### [Testo scelto]
-- -- --

Muove da quest’ultima considerazione Electric Elder, un laboratorio condotto dal coreografo e performer Alessandro Sciarroni e dedicato alla terza età. Per una settimana – dal 7 al 15 aprile – 12 persone, tra i 58 e i 75 anni, si sono incontrate ogni giorno al Teatro Persiani di Recanati per confrontarsi e dialogare su questo tema, interessante ma anche molto scomodo e poco dibattuto. Electric Elder rientra in xsianixnoi 12/13 e nel progetto europeo Transparent Boundaries (letteralmente ‘confini trasparenti’) realizzato con il supporto del Programma Cultura dell’Unione Europea che esplora la visibilità degli anziani nell’Europa contemporanea attraverso l’attivazione di ‘dialoghi creativi’ curati da diversi partner: The University of the Creative Arts per la Gran Bretagna, capofila del progetto, insieme ad AMAT per l’Italia, Aalborg University per la Danimarca e Hellenic Regional Development Center per la Grecia.
Per conoscere questi ‘confini trasparenti’ i vari partner si sono attivati in diverso modo, ognuno seguendo un proprio percorso. L’Amat ha deciso di partire dalla ricchezza del patrimonio culturale e teatrale della regione, chiedendo proprio al marchigiano Alessandro Sciarroni, uno dei più interessanti registi del panorama internazionale, di realizzare un laboratorio pensato per coloro che vivono la terza età.

Atmosfera e presentazioni
E allora che cosa significa avere 60 anni? E 70 e 80? Una domanda che non ha risposte semplici e a cui si legano, sulla scia dello stesso tema, altri infiniti quesiti, alimentati giorno dopo giorno all’interno di Electric Elder dai 12 partecipanti. Alessandro Sciarroni, dopo essersi presentato, introduce ai suoi allievi la figura di un’artista controversa: Marina Abramovic. Nel suo The artist is present, che ha avuto luogo al Moma di New York nel 2010, la performer serba è rimasta seduta immobile per sei giorni alla settimana, dall’apertura alla chiusura delle porte del museo, ospitando uno alla volta gli spettatori nella sedia postale di fronte; tutto questo per tre mesi. Due i fattori fondamentali di questa performance: la potenza dell’incontro tra persone e la difficoltà di fare qualcosa che si avvicini al niente in scena. Sciarroni parte proprio da queste due caratteristiche per impostare il laboratorio: il suo tentativo è infatti teso ad asciugare, tagliare, ridurre tutto quello che risulta artificioso, inutile.
Electric Elder non ha niente a che fare con la finzione: l’accento è posto sulla persona. Al centro è l’essere umano con i suoi difetti, i suoi pregi, la sua verità: indagato in quanto persona reale. Sul tavolo la propria biografia, la propria esperienza. Non ci sono attori, ma persone. L’atmosfera è vivace, allegra, rilassata, contraddistinta da battute, punzecchiature, freddure. Si ride e si ride tantissimo: dopo tutto gli attori, come sottolineano gli stessi partecipanti, non fanno altro che prendersi i meriti, mentre se qualcosa va storto, la colpa è sicuramente del regista!

-- -- --

### [Cose da fare]
**a)** Indica se queste affermazioni concordano con il testo su Electric Elder: (i) il laboratorio si è tenuto al Teatro Persiani di Recanati; (ii) i partecipanti erano 15; (iii) AMAT è il capofila del progetto Transparent Boundaries. Rispondi sì o no e riporta alla lettera le parole del testo che decidono.
**b)** Trascrivi dal testo su Electric Elder il tratto che va da "Electric Elder non" fino a "sicuramente del regista!".

(Voci tratte da un dataset)
-- -- --

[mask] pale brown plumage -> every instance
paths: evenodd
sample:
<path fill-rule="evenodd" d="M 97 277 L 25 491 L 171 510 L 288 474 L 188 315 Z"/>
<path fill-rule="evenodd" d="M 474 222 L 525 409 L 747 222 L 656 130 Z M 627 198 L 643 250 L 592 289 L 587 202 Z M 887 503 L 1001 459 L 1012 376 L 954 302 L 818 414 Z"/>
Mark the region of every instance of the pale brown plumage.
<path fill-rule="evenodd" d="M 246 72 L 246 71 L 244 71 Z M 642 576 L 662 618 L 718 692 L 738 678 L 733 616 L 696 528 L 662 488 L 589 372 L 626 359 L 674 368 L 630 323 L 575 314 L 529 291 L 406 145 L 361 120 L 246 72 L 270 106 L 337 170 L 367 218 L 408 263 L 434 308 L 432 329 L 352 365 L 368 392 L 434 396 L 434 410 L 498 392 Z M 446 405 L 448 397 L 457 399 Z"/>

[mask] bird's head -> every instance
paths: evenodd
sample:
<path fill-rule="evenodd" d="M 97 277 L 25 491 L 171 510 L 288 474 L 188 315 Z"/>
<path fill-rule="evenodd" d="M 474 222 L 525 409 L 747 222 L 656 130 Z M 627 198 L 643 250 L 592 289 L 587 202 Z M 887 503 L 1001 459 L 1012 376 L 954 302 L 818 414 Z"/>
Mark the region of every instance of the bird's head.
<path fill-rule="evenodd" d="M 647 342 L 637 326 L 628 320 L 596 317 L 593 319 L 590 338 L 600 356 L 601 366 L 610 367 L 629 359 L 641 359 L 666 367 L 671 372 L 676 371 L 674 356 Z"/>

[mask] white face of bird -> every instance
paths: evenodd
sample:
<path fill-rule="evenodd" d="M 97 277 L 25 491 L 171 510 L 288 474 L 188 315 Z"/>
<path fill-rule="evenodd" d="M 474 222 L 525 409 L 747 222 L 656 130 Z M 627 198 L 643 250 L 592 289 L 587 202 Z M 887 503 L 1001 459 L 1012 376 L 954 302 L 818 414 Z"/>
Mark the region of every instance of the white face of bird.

-- -- --

### [Risultati in ordine]
**a)**
(i) Sì: "si sono incontrate ogni giorno al Teatro Persiani di Recanati"
(ii) No: "12 persone, tra i 58 e i 75 anni"
(iii) No: "The University of the Creative Arts per la Gran Bretagna, capofila del progetto"

**b)**
Electric Elder non ha niente a che fare con la finzione: l’accento è posto sulla persona. Al centro è l’essere umano con i suoi difetti, i suoi pregi, la sua verità: indagato in quanto persona reale. Sul tavolo la propria biografia, la propria esperienza. Non ci sono attori, ma persone. L’atmosfera è vivace, allegra, rilassata, contraddistinta da battute, punzecchiature, freddure. Si ride e si ride tantissimo: dopo tutto gli attori, come sottolineano gli stessi partecipanti, non fanno altro che prendersi i meriti, mentre se qualcosa va storto, la colpa è sicuramente del regista!